Work required
Every picture should be left out, but the lines below must be repeated exactly.

(Saved data entries)
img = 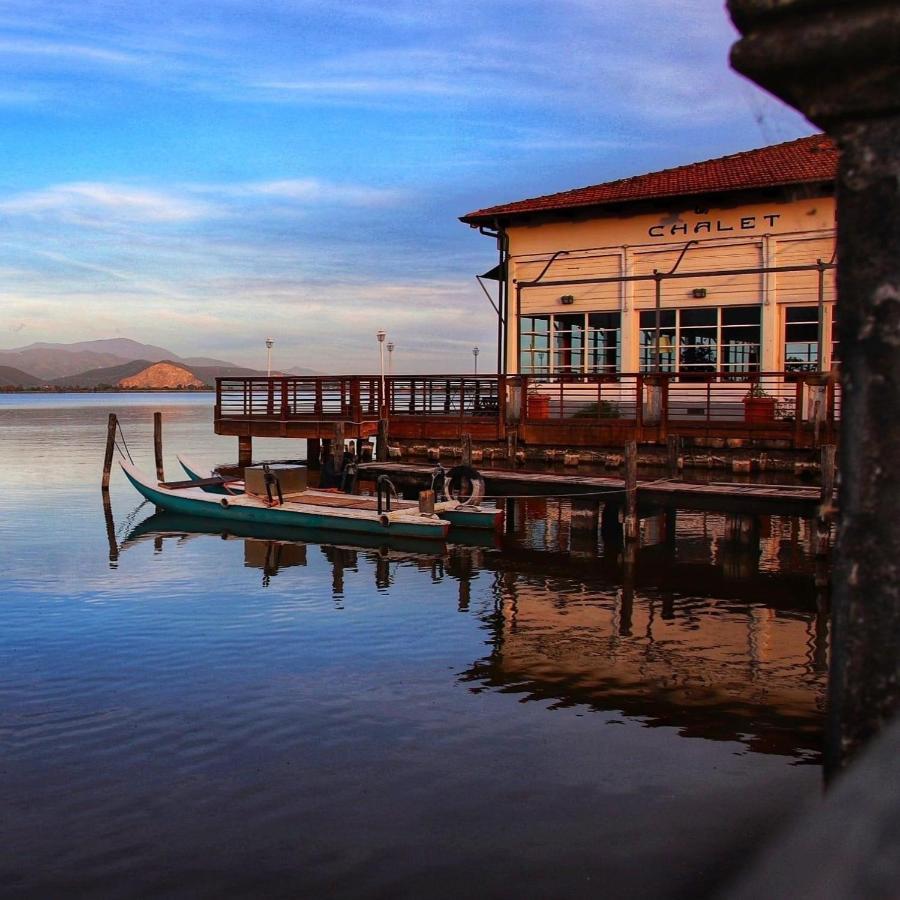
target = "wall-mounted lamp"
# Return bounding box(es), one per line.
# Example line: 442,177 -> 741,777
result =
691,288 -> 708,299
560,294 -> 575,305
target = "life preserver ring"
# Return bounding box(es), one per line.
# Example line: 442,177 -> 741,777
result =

Task response
img = 
target = "wall-mounted lamp"
# Return bounding box(es), one per line.
# Example line: 442,177 -> 741,777
result =
691,288 -> 708,299
560,294 -> 575,305
target = "life preserver ring"
# Return bounding box(es), one per line.
# Example line: 442,177 -> 741,777
result =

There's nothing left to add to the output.